--- begin Selected extract ---

Compilation album by The Cruel Sea
- Released: November 1995
- Genre: Indie rock
- Length: 56:23
- Label: Red Eye, Polydor

The Cruel Sea chronology
| Three Legged Dog (1995) | Rock'n Roll Duds (1995) | Over Easy (1998) |

= Rock'n Roll Duds =

Rock'n Roll Duds (subtitled The Best of the B Sides) is the first compilation album by Australian indie rock band The Cruel Sea. The album was released in November 1995 and peaked at number 40 on the ARIA Charts.

==Reception==
The Canberra Times said, "If there was ever any doubt that The Cruel Sea is not just very cool, but also very "musically sound", then this collection of B-sides will erase it. The album is loosely-formatted, and a bit tongue-in-cheek. What it lacks by way of polished production it makes up for with bump and-grind blues and camp fire music."

--- end Selected extract ---

(Short exercise):
Retype the text on the Rock'n Roll Duds compilation album word for word, from start to finish.

--- begin Dataset content ---

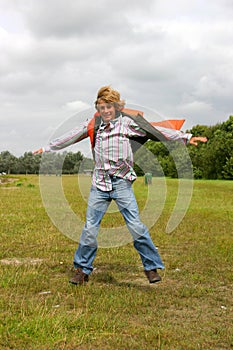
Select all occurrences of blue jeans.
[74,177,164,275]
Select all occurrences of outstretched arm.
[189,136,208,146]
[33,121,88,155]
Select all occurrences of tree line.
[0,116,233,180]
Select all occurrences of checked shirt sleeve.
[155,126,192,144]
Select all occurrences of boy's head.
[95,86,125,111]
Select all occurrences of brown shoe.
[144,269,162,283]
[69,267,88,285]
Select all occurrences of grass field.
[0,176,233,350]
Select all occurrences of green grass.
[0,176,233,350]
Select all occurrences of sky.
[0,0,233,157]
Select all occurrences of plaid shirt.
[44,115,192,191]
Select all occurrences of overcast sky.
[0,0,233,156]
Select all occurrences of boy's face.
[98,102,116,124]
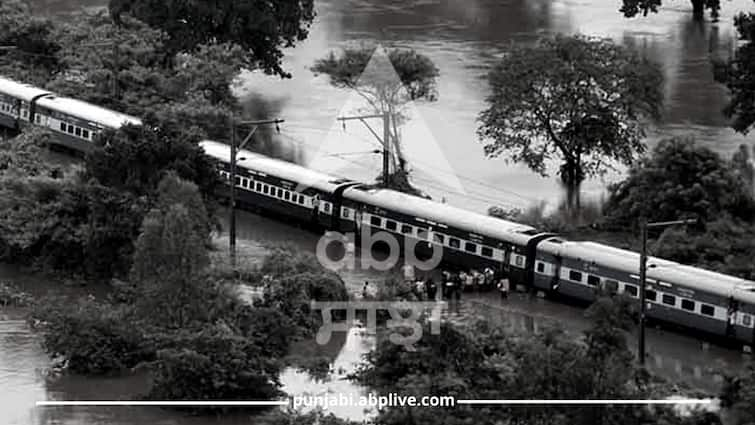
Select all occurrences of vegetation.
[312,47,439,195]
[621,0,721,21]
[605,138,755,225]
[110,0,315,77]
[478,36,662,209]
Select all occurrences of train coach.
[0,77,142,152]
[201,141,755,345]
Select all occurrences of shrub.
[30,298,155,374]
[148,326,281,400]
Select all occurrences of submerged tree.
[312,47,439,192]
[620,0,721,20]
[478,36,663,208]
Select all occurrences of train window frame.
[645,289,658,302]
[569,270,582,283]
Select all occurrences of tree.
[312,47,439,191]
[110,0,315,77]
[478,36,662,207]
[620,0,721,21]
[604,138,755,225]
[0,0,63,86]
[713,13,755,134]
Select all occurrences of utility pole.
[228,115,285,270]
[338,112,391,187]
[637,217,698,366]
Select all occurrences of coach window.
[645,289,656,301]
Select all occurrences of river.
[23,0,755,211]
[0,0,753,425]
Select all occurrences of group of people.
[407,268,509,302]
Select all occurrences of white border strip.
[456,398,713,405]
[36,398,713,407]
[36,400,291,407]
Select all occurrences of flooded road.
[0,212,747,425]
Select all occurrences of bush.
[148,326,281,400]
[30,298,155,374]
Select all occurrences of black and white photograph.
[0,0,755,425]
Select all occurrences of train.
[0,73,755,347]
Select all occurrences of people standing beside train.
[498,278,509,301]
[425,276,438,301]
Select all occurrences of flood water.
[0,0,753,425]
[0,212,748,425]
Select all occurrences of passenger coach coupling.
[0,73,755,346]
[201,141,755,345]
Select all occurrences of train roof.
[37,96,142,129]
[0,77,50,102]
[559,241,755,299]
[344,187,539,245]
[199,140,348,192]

--- end Dataset content ---
--- begin Dataset content ---

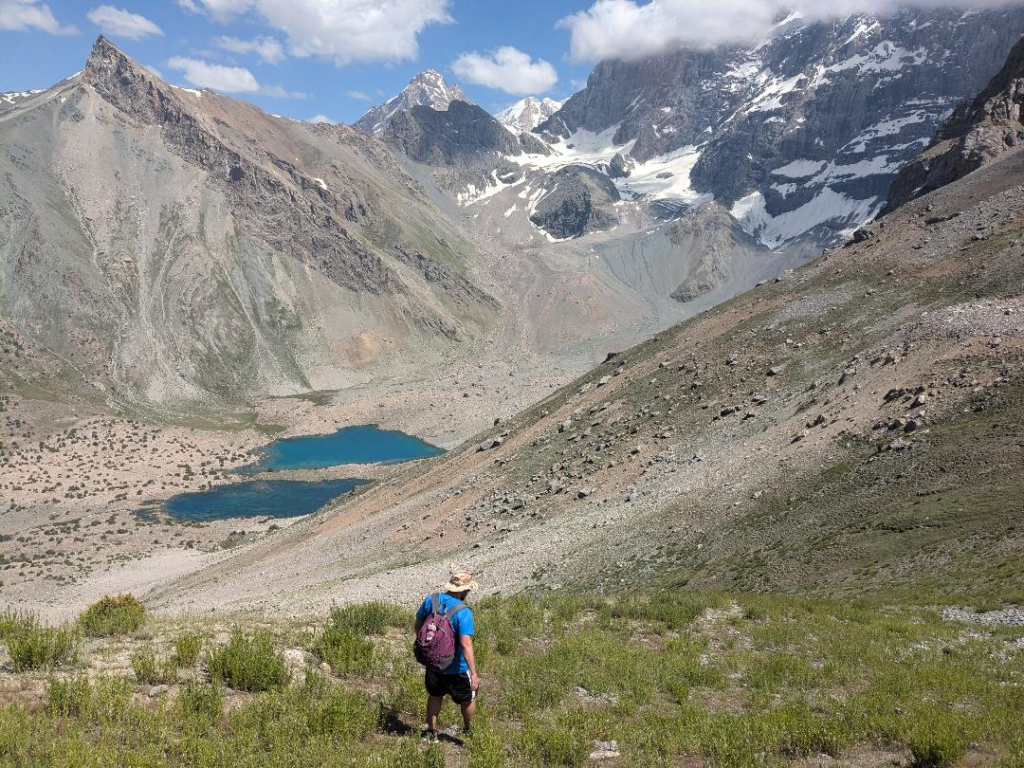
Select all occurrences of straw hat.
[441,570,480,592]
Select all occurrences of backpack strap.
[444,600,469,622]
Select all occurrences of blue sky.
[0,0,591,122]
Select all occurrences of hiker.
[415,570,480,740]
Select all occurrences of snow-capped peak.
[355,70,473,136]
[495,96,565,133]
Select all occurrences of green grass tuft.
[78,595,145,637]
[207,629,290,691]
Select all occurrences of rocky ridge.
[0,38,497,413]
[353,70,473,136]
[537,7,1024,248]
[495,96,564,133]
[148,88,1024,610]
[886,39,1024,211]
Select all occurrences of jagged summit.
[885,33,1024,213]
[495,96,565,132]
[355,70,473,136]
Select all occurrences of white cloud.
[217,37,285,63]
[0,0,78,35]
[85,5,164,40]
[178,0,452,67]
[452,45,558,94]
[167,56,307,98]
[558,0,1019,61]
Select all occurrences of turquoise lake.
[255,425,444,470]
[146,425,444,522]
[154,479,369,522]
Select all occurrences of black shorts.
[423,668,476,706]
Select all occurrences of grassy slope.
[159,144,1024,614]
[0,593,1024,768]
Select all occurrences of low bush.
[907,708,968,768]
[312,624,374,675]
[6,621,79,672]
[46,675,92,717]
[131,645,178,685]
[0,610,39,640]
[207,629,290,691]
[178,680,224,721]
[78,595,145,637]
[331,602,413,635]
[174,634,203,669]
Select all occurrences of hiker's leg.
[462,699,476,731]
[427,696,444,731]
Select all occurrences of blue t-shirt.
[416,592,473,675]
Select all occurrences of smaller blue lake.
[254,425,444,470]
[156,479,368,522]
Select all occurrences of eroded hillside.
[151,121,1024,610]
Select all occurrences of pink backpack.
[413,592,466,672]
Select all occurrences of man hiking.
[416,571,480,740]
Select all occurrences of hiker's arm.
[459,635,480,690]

--- end Dataset content ---
--- begin Dataset content ---

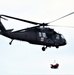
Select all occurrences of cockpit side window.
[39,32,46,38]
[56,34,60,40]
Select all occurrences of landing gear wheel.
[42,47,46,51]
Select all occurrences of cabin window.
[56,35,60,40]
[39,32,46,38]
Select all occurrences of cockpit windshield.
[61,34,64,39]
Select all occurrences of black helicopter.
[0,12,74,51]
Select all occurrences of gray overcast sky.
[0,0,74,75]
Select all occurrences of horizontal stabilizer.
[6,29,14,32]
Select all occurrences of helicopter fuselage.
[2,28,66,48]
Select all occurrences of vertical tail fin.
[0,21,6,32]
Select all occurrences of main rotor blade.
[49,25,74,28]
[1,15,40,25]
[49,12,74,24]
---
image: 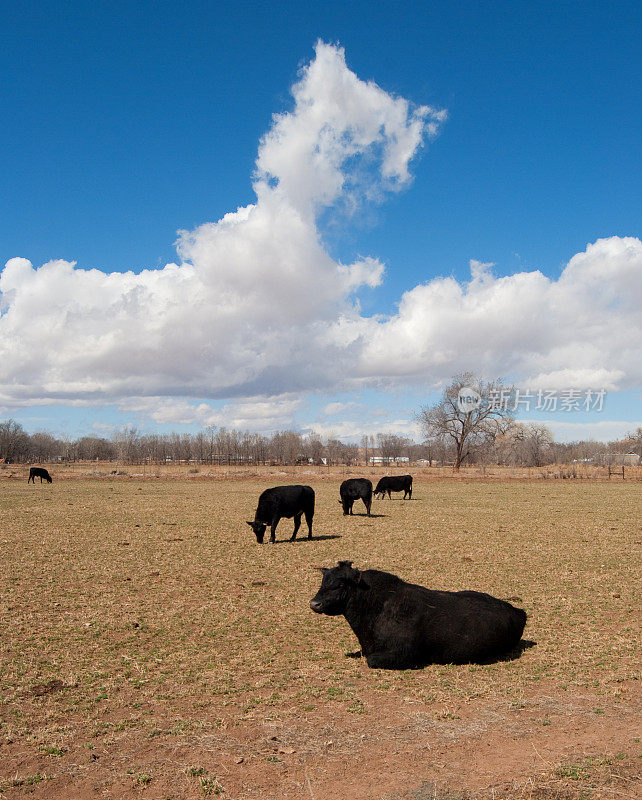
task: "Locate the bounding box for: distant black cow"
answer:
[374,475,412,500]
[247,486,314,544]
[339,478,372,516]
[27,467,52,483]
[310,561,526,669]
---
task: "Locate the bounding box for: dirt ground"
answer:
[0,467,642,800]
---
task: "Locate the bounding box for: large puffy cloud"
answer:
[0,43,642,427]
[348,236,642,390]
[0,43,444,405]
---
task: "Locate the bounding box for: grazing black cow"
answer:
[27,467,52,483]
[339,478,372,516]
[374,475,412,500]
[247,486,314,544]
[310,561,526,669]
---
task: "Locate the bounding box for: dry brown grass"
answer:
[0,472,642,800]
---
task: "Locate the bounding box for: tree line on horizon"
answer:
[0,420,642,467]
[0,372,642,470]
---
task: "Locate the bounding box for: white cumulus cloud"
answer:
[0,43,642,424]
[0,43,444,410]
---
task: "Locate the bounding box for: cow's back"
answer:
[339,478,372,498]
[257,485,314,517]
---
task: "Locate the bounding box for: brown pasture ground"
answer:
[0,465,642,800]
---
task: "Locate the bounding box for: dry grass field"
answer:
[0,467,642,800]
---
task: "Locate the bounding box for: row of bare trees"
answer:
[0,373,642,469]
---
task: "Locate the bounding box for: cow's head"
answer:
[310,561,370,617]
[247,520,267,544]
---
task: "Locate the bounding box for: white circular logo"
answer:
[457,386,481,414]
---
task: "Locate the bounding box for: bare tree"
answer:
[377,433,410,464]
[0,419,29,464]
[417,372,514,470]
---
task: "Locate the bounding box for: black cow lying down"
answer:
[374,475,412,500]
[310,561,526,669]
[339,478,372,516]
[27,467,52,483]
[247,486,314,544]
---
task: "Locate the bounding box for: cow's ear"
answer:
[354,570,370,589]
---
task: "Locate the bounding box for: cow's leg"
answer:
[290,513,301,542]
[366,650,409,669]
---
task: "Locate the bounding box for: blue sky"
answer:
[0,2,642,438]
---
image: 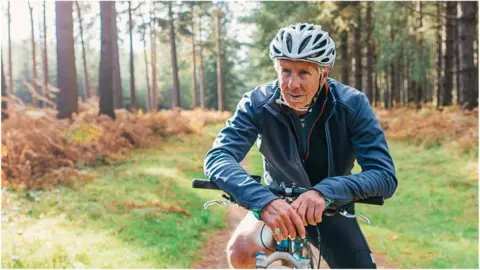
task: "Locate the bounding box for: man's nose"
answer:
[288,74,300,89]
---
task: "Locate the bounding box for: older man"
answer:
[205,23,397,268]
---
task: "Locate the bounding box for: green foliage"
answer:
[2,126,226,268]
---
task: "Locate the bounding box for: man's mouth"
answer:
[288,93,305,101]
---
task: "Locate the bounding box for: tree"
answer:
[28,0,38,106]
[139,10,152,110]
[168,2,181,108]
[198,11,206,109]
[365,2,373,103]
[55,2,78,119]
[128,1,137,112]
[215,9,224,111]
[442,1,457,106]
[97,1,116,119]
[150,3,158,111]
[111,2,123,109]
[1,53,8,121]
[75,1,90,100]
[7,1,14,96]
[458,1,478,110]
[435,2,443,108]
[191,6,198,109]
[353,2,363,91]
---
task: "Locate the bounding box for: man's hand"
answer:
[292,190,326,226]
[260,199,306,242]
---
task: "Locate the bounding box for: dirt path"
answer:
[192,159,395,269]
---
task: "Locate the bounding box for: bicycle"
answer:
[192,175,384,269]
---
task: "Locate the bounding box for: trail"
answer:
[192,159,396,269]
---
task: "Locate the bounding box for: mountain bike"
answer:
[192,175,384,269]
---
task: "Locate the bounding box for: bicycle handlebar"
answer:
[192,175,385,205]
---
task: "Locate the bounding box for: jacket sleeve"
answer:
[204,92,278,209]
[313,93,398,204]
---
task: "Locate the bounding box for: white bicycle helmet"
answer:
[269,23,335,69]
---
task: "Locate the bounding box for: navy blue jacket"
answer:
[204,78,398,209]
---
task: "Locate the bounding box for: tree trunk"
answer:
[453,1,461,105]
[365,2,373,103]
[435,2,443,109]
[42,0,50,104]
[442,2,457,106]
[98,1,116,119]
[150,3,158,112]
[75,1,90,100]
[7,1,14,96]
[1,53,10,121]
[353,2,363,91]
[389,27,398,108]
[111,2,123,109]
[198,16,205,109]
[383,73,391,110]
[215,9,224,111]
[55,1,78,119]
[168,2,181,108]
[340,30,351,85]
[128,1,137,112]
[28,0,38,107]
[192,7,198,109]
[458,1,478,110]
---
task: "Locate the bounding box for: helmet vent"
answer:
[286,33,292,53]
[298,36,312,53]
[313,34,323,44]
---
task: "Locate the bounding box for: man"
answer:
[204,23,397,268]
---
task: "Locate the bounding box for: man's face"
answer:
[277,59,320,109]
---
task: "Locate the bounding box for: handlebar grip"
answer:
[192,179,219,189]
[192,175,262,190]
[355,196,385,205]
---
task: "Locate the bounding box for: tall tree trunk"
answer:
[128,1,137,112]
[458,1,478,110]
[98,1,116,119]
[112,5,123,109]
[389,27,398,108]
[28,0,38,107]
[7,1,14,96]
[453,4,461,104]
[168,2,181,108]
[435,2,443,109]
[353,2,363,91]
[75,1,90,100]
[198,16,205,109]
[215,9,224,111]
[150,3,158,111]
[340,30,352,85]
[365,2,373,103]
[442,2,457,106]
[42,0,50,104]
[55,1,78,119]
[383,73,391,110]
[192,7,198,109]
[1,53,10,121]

--- end Dataset content ---

(Answer to the problem):
Compilation album by The Cruel Sea
- Released: November 1995
- Genre: Indie rock
- Length: 56:23
- Label: Red Eye, Polydor

The Cruel Sea chronology
| Three Legged Dog (1995) | Rock'n Roll Duds (1995) | Over Easy (1998) |

= Rock'n Roll Duds =

Rock'n Roll Duds (subtitled The Best of the B Sides) is the first compilation album by Australian indie rock band The Cruel Sea. The album was released in November 1995 and peaked at number 40 on the ARIA Charts.

==Reception==
The Canberra Times said, "If there was ever any doubt that The Cruel Sea is not just very cool, but also very "musically sound", then this collection of B-sides will erase it. The album is loosely-formatted, and a bit tongue-in-cheek. What it lacks by way of polished production it makes up for with bump and-grind blues and camp fire music."